Activity: Give the records back in full, exactly as they read.

== Provided data ==

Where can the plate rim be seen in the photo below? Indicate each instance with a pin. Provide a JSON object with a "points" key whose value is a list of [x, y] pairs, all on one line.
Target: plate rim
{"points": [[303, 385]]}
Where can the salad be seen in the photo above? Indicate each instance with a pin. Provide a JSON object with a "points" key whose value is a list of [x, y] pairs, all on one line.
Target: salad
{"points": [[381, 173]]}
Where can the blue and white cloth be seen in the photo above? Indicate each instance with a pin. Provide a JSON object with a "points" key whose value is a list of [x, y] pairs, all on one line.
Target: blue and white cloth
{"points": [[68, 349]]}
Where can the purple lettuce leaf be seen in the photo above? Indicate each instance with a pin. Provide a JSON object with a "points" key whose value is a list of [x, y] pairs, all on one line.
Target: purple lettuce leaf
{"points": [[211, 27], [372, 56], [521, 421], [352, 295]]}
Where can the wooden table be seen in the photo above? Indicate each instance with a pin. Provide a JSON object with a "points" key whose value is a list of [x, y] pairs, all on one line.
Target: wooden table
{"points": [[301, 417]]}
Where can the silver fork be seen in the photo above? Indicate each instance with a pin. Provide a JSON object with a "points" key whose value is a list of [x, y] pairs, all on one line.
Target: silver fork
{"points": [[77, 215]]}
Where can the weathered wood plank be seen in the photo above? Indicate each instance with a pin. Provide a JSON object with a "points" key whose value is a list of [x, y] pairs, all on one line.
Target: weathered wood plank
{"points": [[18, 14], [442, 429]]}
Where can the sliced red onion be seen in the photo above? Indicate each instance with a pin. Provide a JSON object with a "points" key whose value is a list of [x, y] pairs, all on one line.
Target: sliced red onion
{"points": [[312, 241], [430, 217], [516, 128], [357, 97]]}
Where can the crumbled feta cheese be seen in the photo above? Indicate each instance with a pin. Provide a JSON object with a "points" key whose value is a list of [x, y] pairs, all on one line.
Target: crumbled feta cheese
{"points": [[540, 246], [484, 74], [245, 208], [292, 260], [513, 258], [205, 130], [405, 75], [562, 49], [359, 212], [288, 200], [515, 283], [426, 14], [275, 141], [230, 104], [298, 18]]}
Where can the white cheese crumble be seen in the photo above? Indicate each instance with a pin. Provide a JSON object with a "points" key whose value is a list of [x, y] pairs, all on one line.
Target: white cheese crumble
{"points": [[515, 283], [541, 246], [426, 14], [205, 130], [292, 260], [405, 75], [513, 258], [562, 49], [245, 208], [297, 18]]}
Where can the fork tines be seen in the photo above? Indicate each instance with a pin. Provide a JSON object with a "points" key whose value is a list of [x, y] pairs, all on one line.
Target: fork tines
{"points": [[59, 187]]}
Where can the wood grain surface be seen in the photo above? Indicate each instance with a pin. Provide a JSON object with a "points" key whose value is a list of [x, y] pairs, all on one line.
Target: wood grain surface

===

Your solution:
Where can the plate rim be seen in the photo below? Indicate each instance with a pin. Provide a JSON object with a "points" key whose value is a list of [x, y] pairs, all on one line.
Target: plate rim
{"points": [[303, 385]]}
Where can the salad be seen in the photo above? Indicate each instance with a pin. Provide a JSON object with a "points" key whose value is a list of [x, y] pairs, all on one line.
Target: salad
{"points": [[381, 173]]}
Where can the blue and white cloth be seen in the photo above? Indicate each instance with a pin. Provide a JSON object with a "points" key whose value is a list of [x, y] pairs, all on one line.
Target: blue and white cloth
{"points": [[68, 349]]}
Where can the purple lettuce leaf be seen in the photo above? Indicate each instance with a pin. Provide a JSON object with a "points" key whose value is a list of [x, y] pairs, all on one line.
Target: purple lettuce leaf
{"points": [[211, 27], [372, 56], [521, 421], [352, 295]]}
Where can the wooden table be seen in the photo above? Indicate each instance with a pin. Provide a JSON object with a "points" key whose value is a list of [x, y] pairs, all on one line.
Target: wooden table
{"points": [[301, 417]]}
Where can the silver fork be seen in the photo above? Indicate each instance with a pin. Provide a JSON object with a "points" key whose value is a list of [x, y] pairs, all on one line.
Target: silver fork
{"points": [[77, 215]]}
Where can the weathered wood plank be seen in the photo above? Indicate each instance with a pin. Provide a JSON object with a "points" key whose value is a list of [x, y] pairs, all on one line.
Target: weathered wood plank
{"points": [[18, 14], [442, 429]]}
Where can the sliced red onion be seen in the photo above? Indicate each instance with a pin. Provide a JSON object with a "points" key whose value is a list of [x, y] pairs, all on one line.
Target: sliced red onion
{"points": [[312, 241], [430, 217], [516, 128], [357, 97]]}
Where can the crumbled feta cheese be seen in the photo above? Indicate each instance with a pin. Provide a JSON object with a "points" key whose value is a list of [x, y] pairs, all on one line.
Target: crumbled feta cheese
{"points": [[540, 246], [484, 74], [245, 208], [292, 260], [513, 258], [205, 130], [405, 75], [562, 49], [359, 212], [288, 200], [515, 283], [426, 14], [275, 141], [230, 104], [298, 18]]}
Where can the white cheese crumble be seen in the photo above? Indicate each instance with a pin. Provide a JSON object with a "points" key whose value is a list of [x, y] pairs, all on one line.
Target: white cheese crumble
{"points": [[515, 283], [541, 246], [426, 14], [205, 130], [292, 260], [405, 75], [513, 258], [562, 49], [245, 208], [297, 18]]}
Where can the fork tines be seen in the photo above? Indicate each instance with a pin. Provide a JSON object with a "points" key whose value is a list of [x, y] pairs, all on one line.
Target: fork tines
{"points": [[59, 187]]}
Where can the wood grain surface be seen in the photo above? Indicate each instance with a pin. Provide a JSON object with a "points" key whose value is a list of [x, y] pairs, all on one line.
Target: wood grain surface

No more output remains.